Start of Data for the task

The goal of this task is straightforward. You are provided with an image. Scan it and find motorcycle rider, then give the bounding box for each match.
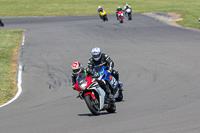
[0,18,4,27]
[71,61,114,102]
[124,3,131,15]
[124,3,131,11]
[88,47,123,91]
[116,6,123,20]
[97,6,104,19]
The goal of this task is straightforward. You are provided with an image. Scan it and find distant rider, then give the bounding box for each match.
[124,3,131,11]
[0,19,4,27]
[87,47,123,90]
[116,6,123,20]
[71,61,114,102]
[124,3,131,15]
[97,6,104,19]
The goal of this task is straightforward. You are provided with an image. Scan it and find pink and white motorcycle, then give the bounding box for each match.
[117,10,124,23]
[74,73,116,115]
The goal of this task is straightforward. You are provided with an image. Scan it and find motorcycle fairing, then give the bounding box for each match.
[84,92,95,100]
[86,86,105,110]
[126,8,132,13]
[100,10,106,16]
[74,81,82,91]
[98,66,118,89]
[85,76,92,89]
[74,74,92,91]
[93,86,106,110]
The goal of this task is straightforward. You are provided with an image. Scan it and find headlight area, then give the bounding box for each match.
[80,82,87,90]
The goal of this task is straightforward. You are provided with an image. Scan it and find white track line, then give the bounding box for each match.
[0,34,25,108]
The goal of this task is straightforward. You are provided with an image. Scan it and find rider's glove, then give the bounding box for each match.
[93,73,99,78]
[72,85,75,90]
[107,69,112,74]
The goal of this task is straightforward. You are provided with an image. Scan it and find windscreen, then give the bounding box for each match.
[76,73,86,83]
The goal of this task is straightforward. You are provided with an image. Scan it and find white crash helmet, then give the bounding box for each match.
[98,6,102,9]
[126,3,129,6]
[91,47,102,61]
[118,6,121,9]
[71,61,82,75]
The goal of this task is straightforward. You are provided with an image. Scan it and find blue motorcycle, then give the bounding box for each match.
[93,65,123,101]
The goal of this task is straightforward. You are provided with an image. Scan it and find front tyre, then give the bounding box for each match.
[120,17,123,23]
[84,95,100,115]
[103,16,106,21]
[106,17,108,21]
[103,15,108,21]
[128,14,132,20]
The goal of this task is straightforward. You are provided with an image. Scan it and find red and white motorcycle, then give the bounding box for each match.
[117,10,124,23]
[74,73,116,115]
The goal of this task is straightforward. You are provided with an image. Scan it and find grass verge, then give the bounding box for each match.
[0,0,200,29]
[0,30,23,105]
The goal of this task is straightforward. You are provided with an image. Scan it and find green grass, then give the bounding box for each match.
[0,30,23,105]
[0,0,200,28]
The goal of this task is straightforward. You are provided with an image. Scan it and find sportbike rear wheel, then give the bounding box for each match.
[84,95,100,115]
[103,16,106,21]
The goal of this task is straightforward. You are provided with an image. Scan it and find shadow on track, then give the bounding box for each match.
[78,112,117,117]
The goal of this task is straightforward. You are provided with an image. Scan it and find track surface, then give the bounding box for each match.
[1,15,200,133]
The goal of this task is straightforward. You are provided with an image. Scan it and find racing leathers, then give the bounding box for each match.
[124,6,131,15]
[97,8,104,19]
[88,53,122,89]
[124,5,131,11]
[116,7,123,20]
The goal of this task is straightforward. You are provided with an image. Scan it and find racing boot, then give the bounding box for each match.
[108,93,115,103]
[116,14,119,20]
[104,85,115,103]
[118,80,123,91]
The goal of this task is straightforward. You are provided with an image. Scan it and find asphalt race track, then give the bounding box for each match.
[1,15,200,133]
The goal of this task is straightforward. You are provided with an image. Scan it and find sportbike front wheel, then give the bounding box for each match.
[128,14,132,20]
[84,95,100,115]
[103,17,106,21]
[105,16,108,21]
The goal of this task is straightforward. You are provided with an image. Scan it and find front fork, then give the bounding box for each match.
[77,92,83,99]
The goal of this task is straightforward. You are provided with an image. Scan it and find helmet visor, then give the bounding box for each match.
[93,54,100,59]
[73,68,81,74]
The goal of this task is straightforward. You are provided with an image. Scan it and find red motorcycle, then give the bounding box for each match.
[117,10,124,23]
[74,73,116,115]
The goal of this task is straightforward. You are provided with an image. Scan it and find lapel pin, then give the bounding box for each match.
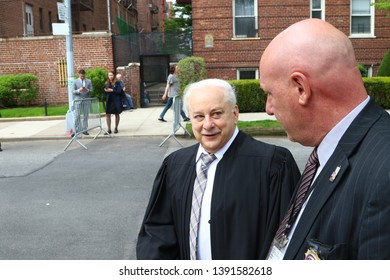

End of Data for the task

◆ Task brief
Counting both ends, reproduce word for word the lines from the line with "racing boot, then" to the final line of the listing above, skipping every picture.

◆ Response to the task
The goal of this task is straightforward. You are provided with an image. Scan it and find racing boot, then give the bounding box for each match.
[108,93,115,103]
[116,14,119,20]
[104,85,115,103]
[118,80,123,91]
The goal of this task is straightforward. You are provided with an image. Scan it and find asphalt race track, then give the bounding box for each match.
[1,15,200,133]
The goal of this task is straightforward. You are provided with an image. Scan it and find sportbike front wheel, then give the bounding box for each match.
[128,14,132,20]
[84,95,100,115]
[103,17,106,21]
[105,16,108,21]
The goal of this task is straightforward. You are provided with an image. Scan it and find front fork, then give the bounding box for each match.
[77,92,83,99]
The goal of this task is straightforward. You are provided with an image. Scan it and find helmet visor, then give the bounding box for each match.
[93,54,100,59]
[73,68,81,74]
The goal of this task is straightforward. You are provided with an image. Scan it and find red motorcycle, then give the bounding box for each match.
[117,10,124,23]
[74,73,116,115]
The goal of this task is straightforward. You are provided with an image. Scan it and find lapel pin, then give the bounding box for each match.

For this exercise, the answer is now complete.